Dataset extract:
■ ■ ■ ■ ■

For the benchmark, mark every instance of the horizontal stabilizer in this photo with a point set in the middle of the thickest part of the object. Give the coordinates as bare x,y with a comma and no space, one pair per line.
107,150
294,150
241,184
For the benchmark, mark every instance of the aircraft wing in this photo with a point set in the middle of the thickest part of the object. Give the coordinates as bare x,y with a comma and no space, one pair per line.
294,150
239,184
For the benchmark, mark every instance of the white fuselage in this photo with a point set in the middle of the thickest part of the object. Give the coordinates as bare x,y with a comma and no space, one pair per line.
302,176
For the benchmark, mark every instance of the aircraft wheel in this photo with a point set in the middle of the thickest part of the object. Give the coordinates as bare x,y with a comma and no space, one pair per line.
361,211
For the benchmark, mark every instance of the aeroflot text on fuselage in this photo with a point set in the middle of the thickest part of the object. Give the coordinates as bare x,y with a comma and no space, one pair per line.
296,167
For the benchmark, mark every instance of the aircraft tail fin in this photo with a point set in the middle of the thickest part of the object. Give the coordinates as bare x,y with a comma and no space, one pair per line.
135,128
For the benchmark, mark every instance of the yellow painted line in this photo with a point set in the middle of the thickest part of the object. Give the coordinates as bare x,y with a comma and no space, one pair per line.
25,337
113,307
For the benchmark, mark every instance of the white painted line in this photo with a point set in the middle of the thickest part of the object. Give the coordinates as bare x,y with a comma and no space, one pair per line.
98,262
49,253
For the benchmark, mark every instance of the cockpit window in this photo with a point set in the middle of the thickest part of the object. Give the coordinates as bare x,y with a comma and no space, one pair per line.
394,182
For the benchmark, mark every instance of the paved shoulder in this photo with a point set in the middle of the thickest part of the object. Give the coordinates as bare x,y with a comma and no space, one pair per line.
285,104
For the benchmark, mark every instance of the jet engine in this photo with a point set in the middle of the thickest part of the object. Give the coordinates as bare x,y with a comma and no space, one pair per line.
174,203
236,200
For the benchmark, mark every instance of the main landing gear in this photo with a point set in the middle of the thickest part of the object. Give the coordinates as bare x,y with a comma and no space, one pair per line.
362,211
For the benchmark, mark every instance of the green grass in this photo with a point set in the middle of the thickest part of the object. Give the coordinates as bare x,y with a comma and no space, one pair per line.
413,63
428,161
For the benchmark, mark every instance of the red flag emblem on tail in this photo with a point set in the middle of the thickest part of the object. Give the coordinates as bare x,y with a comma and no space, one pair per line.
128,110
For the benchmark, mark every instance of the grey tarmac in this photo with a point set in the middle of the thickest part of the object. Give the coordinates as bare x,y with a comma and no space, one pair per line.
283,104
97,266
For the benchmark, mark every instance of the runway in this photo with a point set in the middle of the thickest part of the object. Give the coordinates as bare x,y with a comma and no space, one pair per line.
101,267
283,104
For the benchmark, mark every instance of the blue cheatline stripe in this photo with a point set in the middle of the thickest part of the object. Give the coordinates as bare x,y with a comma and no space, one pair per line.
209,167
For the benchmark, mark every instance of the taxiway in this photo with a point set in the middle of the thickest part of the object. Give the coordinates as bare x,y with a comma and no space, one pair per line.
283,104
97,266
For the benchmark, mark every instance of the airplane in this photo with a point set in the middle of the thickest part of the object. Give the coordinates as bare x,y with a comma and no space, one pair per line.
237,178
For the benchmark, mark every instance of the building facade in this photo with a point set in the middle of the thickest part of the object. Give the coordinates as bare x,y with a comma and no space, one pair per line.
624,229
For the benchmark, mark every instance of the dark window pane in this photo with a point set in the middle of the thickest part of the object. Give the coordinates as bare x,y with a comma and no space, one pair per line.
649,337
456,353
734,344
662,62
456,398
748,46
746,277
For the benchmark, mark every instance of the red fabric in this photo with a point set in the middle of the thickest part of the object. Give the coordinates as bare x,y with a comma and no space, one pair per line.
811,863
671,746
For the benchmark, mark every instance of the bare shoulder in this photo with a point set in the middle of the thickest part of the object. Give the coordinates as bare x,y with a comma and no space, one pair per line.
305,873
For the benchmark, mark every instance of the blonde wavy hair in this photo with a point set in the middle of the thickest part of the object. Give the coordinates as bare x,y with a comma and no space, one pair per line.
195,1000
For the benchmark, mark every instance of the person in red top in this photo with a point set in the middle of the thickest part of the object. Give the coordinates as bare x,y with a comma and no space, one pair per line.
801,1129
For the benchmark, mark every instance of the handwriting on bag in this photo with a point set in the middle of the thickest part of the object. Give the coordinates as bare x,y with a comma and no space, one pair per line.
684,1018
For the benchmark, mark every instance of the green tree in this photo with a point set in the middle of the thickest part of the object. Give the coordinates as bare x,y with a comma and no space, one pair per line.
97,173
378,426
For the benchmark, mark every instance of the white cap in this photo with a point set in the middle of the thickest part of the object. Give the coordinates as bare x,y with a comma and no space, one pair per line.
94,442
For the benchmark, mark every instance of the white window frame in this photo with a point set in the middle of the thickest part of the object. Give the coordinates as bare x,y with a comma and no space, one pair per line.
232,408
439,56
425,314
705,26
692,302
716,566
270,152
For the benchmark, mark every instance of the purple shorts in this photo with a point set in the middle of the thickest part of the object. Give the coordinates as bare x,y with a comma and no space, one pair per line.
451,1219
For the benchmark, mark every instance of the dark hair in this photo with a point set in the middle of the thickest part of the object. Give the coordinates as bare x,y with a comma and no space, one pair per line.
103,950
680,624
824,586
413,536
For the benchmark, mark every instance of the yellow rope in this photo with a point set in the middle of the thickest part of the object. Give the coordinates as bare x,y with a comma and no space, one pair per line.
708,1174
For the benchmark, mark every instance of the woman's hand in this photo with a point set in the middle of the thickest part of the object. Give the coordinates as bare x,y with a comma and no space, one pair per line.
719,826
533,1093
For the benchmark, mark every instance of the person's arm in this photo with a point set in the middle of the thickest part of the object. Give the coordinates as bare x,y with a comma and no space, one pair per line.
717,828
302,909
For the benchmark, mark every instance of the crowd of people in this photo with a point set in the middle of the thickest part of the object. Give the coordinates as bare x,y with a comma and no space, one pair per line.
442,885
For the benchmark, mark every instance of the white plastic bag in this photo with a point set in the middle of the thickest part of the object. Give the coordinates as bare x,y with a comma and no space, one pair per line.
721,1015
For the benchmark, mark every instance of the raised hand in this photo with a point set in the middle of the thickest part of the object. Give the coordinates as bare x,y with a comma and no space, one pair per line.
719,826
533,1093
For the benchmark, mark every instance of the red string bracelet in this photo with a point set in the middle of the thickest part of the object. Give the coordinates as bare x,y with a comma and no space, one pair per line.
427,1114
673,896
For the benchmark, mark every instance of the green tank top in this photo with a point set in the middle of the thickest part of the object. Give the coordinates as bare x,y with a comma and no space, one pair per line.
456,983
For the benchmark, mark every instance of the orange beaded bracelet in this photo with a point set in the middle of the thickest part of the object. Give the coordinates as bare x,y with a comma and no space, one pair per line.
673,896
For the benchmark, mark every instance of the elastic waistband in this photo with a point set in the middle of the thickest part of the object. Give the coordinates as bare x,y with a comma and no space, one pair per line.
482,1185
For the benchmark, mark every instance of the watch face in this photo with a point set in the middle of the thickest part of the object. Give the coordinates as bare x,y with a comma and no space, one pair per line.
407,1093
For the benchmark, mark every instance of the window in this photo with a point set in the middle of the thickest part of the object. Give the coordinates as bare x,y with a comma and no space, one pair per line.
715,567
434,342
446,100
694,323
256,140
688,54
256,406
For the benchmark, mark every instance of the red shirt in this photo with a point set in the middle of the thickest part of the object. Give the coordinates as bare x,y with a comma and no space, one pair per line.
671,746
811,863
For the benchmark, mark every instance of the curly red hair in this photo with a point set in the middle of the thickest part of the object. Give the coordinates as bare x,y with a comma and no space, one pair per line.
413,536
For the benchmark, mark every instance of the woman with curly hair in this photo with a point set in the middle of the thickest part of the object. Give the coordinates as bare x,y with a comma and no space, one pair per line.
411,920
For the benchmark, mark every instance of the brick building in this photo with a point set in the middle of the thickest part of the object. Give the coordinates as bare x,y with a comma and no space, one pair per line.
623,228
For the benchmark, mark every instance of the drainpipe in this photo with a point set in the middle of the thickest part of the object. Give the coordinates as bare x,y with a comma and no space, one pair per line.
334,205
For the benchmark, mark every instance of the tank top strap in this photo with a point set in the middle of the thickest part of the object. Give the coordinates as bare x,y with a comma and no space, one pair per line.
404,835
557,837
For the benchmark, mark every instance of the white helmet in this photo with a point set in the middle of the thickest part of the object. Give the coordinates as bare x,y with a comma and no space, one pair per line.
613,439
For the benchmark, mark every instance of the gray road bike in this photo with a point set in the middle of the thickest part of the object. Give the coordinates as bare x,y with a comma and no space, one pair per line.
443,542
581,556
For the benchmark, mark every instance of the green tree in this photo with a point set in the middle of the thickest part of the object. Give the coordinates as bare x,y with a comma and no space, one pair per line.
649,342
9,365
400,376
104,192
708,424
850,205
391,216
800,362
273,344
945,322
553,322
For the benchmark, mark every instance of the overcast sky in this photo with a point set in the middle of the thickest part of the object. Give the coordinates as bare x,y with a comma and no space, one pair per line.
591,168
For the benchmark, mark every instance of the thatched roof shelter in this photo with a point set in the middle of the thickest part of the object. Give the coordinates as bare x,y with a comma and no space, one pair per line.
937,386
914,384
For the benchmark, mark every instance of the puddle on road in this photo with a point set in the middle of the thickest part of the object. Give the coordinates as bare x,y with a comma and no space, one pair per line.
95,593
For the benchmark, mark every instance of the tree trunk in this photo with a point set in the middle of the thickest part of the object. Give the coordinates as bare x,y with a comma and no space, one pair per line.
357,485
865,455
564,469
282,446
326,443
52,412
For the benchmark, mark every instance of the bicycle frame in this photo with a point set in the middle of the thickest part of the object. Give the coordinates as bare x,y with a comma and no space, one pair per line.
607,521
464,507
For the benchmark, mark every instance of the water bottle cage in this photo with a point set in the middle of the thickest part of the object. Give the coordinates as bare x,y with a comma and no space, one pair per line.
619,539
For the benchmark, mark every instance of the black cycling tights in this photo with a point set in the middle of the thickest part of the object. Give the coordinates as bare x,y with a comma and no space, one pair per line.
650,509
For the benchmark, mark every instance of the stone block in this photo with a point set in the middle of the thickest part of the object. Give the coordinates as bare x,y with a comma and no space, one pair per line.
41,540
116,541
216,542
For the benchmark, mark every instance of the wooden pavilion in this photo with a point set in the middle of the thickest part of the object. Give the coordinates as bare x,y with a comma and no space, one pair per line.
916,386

■ ■ ■ ■ ■

Directions:
Quote exactly the line containing "For the benchmark, mark every instance of the puddle" and every later line through the end of the listing, and no other lines.

Task answer:
For the benchmark, mark every instance of the puddle on road in this photo with a point set in the middle of the thickest part of the object. Give the coordinates as bare x,y with a comma and no space, one pair per line.
95,593
For the benchmark, mark every instance of the tree trunk in this photo with a point set in the middle of the thickest part of the object. Give the coordinates as bare x,y with a comma and no space, one pair per line.
357,485
865,455
564,469
282,446
326,443
52,412
For the benchmark, mark every instance of the bicycle frame in this photo with a point set in the middle of the thickest part of the object. Give the coordinates as bare x,y with a comma and no space, one pair per line.
607,521
464,507
For the benchmark, mark every instance of the water bottle cage in this photo with a point set in the middle of the thickest part of the object. Give the coordinates as bare x,y with a comma and no space, one pair per line.
619,539
For the benchmark, mark every instance of the black cycling tights in this photo with a point set in the middle of the thickest part of the object. Give the coordinates as bare x,y with a comma and no space, one pair per line.
650,509
For the benchmark, mark every instance of the stone block in this photo with a point set in the middle of the thickest part of the object. Give the coordinates as bare x,y with a comma and no space, one pair per line.
41,540
116,541
216,542
For the benchmark, mark every instance of the wooden pavilion in this photo with a point set in the middle of the thickest part of the object. Give the coordinates as bare x,y with a comma and no space, one pair per line.
916,386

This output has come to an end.